What to do ▸
Return each line from the entries below that contains the word "stone", copied as it appears.
--
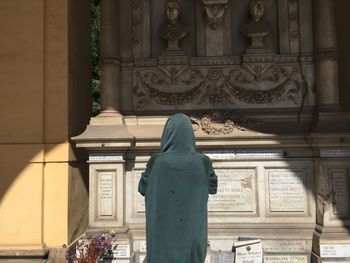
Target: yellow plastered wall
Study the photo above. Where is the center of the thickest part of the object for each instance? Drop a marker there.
(37, 161)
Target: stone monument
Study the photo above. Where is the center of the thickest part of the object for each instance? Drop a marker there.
(267, 120)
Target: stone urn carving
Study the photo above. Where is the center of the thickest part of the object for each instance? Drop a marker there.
(256, 28)
(173, 31)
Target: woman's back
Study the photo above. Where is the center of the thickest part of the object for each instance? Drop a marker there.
(176, 185)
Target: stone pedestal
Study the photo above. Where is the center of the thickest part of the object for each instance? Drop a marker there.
(270, 187)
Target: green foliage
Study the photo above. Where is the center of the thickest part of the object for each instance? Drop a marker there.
(95, 40)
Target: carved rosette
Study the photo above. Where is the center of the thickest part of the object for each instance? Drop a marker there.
(214, 12)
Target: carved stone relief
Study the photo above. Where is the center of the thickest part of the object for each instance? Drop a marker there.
(256, 28)
(214, 12)
(173, 31)
(221, 122)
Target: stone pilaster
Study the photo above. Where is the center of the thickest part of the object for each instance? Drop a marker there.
(326, 48)
(110, 65)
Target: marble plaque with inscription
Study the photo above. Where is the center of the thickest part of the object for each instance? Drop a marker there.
(287, 191)
(122, 251)
(105, 181)
(236, 191)
(284, 246)
(340, 189)
(251, 252)
(285, 259)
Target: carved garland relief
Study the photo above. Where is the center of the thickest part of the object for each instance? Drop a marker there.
(257, 78)
(218, 86)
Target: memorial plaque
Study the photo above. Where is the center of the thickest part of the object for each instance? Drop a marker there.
(106, 193)
(334, 153)
(287, 191)
(142, 258)
(236, 191)
(340, 189)
(105, 156)
(284, 246)
(122, 251)
(335, 250)
(222, 257)
(286, 259)
(260, 154)
(221, 155)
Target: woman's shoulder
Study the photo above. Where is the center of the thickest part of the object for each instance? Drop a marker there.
(203, 157)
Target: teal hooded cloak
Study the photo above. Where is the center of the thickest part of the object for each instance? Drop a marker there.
(176, 185)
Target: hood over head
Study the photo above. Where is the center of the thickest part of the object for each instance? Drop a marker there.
(178, 135)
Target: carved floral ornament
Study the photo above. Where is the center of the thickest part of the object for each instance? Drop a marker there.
(220, 122)
(214, 11)
(218, 86)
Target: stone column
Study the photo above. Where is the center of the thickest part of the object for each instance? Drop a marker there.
(326, 48)
(110, 60)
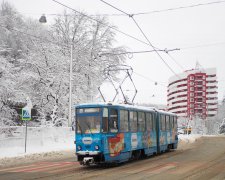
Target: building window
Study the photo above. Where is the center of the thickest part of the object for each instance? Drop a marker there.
(123, 121)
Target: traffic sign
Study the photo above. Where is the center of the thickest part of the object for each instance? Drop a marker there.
(26, 114)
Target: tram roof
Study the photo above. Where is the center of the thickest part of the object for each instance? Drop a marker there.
(128, 106)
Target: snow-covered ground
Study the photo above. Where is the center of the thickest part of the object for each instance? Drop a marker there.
(39, 140)
(43, 140)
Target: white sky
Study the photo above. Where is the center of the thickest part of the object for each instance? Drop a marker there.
(171, 29)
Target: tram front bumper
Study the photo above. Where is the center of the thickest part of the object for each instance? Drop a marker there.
(91, 153)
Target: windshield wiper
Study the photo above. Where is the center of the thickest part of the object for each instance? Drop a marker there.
(80, 128)
(88, 127)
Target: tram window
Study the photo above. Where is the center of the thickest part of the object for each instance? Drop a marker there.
(141, 121)
(124, 121)
(163, 123)
(175, 122)
(153, 122)
(167, 122)
(171, 122)
(105, 120)
(133, 121)
(149, 122)
(113, 120)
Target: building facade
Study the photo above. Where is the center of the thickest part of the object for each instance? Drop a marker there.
(193, 93)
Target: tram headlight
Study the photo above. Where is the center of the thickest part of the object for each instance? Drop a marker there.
(96, 147)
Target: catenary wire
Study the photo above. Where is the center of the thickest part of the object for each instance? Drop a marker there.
(149, 12)
(115, 29)
(131, 16)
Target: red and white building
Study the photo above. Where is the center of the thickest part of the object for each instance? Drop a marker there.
(193, 93)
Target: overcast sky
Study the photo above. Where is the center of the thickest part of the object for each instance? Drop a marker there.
(199, 32)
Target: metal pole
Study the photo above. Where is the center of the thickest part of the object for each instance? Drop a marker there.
(70, 93)
(26, 138)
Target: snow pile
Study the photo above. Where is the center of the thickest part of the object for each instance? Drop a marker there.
(184, 140)
(38, 140)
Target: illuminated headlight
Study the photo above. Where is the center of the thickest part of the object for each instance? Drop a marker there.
(97, 147)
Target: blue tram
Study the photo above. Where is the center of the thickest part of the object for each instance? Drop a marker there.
(115, 133)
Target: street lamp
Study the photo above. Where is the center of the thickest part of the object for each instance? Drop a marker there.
(44, 20)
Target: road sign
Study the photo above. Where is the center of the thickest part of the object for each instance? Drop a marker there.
(26, 114)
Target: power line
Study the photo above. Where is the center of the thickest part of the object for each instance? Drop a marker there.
(149, 12)
(132, 16)
(100, 22)
(139, 52)
(202, 45)
(176, 61)
(145, 77)
(181, 7)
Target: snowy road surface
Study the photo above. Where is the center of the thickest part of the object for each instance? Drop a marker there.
(202, 159)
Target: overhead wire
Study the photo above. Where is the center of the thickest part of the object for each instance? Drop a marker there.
(202, 45)
(115, 29)
(181, 7)
(132, 16)
(149, 12)
(149, 79)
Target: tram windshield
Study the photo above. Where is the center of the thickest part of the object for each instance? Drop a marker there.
(88, 124)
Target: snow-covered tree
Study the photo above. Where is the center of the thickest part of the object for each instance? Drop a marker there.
(35, 63)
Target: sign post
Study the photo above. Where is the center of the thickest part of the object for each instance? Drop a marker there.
(26, 116)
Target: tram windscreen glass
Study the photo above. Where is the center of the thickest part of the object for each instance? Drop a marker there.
(88, 124)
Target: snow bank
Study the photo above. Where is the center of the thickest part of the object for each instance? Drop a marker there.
(44, 139)
(184, 140)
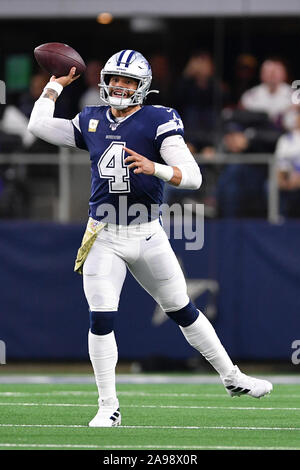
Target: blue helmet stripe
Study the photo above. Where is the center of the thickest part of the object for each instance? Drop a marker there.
(120, 57)
(128, 58)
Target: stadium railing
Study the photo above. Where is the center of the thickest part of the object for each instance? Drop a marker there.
(65, 159)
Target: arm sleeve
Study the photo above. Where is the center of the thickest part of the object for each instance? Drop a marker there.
(43, 125)
(175, 152)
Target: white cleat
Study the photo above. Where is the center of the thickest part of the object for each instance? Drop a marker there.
(237, 383)
(108, 415)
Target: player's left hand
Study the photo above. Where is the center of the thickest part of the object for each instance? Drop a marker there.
(140, 163)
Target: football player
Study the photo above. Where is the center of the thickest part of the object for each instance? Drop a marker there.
(134, 149)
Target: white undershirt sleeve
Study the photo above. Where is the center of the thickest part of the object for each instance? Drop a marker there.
(43, 125)
(175, 152)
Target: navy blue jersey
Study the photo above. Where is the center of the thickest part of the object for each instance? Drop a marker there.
(112, 183)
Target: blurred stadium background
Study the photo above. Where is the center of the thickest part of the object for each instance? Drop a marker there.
(205, 56)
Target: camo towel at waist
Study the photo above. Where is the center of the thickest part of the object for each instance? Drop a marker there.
(92, 229)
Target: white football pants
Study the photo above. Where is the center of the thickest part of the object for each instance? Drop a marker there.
(145, 250)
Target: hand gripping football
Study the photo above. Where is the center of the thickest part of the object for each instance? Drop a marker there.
(57, 59)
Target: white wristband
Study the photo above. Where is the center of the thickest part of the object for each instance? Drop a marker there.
(55, 86)
(164, 172)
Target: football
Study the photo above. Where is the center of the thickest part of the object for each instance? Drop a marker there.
(57, 59)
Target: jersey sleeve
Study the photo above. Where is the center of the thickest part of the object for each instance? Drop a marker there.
(79, 138)
(168, 123)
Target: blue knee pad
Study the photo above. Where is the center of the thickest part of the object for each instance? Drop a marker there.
(185, 316)
(102, 323)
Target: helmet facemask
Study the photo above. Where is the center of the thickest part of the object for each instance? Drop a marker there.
(136, 97)
(133, 66)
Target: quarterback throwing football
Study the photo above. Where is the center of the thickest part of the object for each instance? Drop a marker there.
(134, 149)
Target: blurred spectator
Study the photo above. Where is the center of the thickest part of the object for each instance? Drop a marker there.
(161, 81)
(91, 96)
(199, 95)
(240, 188)
(273, 95)
(244, 76)
(14, 197)
(288, 164)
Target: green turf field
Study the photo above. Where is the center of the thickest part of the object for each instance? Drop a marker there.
(154, 417)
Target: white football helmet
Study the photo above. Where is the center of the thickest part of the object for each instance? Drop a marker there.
(127, 63)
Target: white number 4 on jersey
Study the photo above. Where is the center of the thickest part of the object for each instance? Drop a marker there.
(111, 166)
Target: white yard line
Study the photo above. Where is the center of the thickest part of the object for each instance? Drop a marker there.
(222, 428)
(253, 408)
(149, 447)
(129, 394)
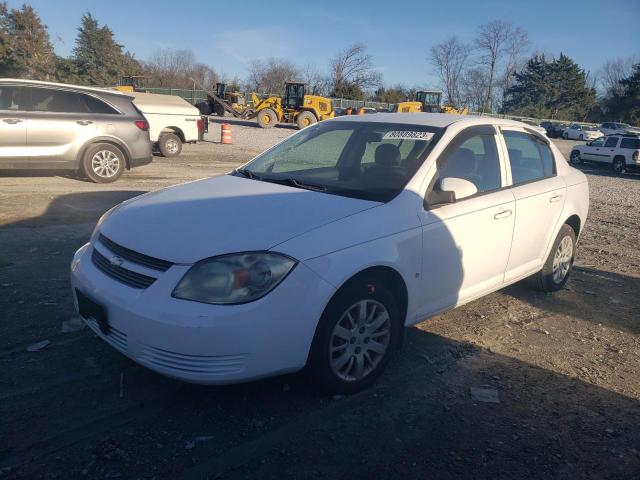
--
Solution for this problem ▸
Target: stone monument
Target: stone urn carving
Target: stone pedestal
Target: carved stone relief
Target: stone pilaster
Target: stone column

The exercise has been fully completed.